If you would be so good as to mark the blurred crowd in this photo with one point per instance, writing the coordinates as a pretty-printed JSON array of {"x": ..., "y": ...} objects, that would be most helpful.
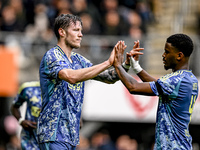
[
  {"x": 102, "y": 141},
  {"x": 102, "y": 17}
]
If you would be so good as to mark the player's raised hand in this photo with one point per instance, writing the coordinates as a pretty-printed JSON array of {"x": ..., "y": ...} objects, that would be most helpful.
[
  {"x": 135, "y": 52},
  {"x": 119, "y": 53}
]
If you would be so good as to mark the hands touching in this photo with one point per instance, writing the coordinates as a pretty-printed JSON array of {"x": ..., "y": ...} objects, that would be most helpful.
[{"x": 119, "y": 53}]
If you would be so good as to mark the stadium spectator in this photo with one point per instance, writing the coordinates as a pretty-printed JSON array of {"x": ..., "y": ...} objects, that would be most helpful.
[{"x": 30, "y": 93}]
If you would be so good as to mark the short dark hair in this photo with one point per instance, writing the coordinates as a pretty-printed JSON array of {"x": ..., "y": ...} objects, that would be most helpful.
[
  {"x": 182, "y": 42},
  {"x": 63, "y": 21}
]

__________

Problem to work on
Copy out all of the material above, requests included, and shift every x and y coordinate in the answers up by 69. Omit the pictures.

The output
If you would be so good as to mark the blurred crowd in this photo with one point per instance, writing the coordinates as a pretty-printed JSON array of {"x": ..., "y": ...} objects, that would be most helpful.
[
  {"x": 171, "y": 210},
  {"x": 171, "y": 86}
]
If you would be so good as to mark the player's raised hand in this photo with one point per instance, writing the coordinates as a pretty-printed JSON array of {"x": ..., "y": ...} objects, that would be most helpful.
[
  {"x": 204, "y": 121},
  {"x": 188, "y": 122}
]
If you would be so good as to mark the hands touching in this photo with one point per instance, writing the coordinates as a pretty-printed JSON array of {"x": ..., "y": ...} objects, that would be most helpful.
[{"x": 188, "y": 122}]
If you would be so good as to mark the stadium spectator in this photo with one point per instance, writing the coordinates as a pretty-printed JSON array of {"x": ..., "y": ...} objects, that would be most helpful.
[{"x": 99, "y": 162}]
If you would be so good as to mark the short dark hair in this photo with one point per instance, writing the coordinates as a pretty-printed JSON array of {"x": ..., "y": ...} objects, that would be most helpful.
[
  {"x": 251, "y": 111},
  {"x": 132, "y": 90}
]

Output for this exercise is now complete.